ABOUT THIS EXERCISE: Only lines with the string "orange" matter here; gather them from the material below.

PROVIDED DATA:

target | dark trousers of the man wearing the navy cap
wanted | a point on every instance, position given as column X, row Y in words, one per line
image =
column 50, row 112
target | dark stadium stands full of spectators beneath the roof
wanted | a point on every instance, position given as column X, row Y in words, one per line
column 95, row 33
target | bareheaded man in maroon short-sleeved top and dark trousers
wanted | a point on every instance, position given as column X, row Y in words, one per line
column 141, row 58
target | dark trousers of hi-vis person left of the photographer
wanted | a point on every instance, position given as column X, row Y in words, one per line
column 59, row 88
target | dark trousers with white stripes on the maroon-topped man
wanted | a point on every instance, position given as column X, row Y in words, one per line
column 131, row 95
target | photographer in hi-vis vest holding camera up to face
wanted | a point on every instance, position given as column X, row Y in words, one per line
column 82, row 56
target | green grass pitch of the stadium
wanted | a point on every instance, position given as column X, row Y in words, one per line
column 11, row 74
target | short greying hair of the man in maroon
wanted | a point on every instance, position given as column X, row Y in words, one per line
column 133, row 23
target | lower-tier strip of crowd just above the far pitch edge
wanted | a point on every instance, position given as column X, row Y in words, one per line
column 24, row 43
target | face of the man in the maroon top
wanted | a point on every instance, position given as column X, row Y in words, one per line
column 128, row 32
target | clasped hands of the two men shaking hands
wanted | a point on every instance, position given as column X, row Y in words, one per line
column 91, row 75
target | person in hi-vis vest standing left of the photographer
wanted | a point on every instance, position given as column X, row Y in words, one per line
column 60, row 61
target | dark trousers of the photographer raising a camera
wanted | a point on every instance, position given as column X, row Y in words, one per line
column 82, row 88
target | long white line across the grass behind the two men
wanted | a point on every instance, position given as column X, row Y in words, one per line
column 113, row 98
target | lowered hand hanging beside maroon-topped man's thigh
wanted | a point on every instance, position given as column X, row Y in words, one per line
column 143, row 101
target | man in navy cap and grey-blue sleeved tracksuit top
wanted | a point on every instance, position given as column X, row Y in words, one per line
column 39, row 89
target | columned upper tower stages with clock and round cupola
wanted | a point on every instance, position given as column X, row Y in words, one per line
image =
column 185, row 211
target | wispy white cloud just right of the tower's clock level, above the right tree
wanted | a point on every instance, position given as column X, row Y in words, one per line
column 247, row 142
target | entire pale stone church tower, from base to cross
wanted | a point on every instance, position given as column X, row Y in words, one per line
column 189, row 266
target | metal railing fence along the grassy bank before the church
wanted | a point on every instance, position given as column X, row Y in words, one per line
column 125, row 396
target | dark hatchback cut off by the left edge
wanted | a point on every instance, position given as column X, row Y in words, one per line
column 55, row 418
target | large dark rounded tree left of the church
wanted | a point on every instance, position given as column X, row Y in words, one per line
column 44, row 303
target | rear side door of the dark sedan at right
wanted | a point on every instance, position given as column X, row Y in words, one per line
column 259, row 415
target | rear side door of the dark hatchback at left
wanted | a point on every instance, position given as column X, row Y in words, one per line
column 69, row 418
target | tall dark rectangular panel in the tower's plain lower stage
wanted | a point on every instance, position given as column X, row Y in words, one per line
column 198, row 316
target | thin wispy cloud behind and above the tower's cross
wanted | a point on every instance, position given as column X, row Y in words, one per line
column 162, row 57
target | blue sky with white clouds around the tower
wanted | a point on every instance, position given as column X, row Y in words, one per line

...

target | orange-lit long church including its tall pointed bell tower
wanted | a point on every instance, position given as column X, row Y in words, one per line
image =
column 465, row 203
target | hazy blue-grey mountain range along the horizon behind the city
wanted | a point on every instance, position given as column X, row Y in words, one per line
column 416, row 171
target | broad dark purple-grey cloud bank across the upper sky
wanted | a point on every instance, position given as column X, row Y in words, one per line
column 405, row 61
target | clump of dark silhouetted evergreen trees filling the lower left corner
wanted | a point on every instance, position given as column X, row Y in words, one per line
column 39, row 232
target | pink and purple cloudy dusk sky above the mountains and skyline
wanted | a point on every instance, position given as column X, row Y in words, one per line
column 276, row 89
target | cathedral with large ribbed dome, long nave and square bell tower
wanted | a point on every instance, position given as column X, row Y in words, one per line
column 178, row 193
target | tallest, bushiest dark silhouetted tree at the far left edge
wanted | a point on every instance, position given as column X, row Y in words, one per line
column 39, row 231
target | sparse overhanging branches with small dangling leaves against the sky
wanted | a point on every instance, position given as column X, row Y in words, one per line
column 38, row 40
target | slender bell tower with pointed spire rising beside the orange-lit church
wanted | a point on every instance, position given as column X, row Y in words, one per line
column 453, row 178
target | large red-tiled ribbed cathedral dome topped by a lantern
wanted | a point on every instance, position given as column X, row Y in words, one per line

PROBLEM SOLUTION:
target | orange-lit long church including its tall pointed bell tower
target | slender bell tower with pointed spire rising beside the orange-lit church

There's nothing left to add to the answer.